Task objective: Give an exact copy of the data that follows, but none of its pictures.

Stored records

··········

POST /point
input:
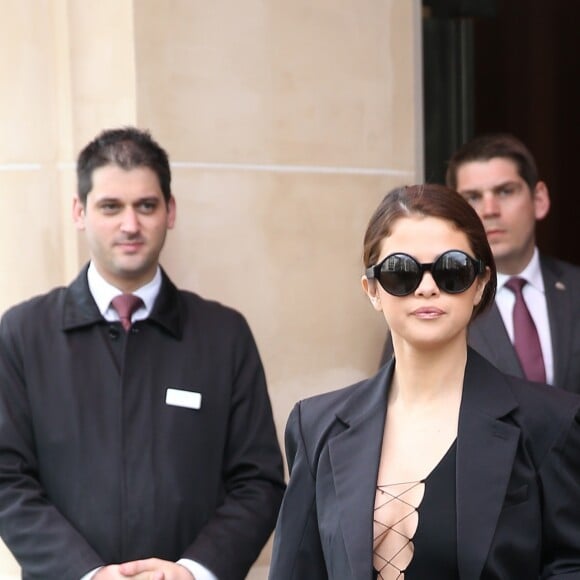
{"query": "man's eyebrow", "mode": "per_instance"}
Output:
(505, 184)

··········

Solution for this task:
POST /point
input:
{"query": "man's eyebrow", "mode": "per_instance"}
Output:
(505, 184)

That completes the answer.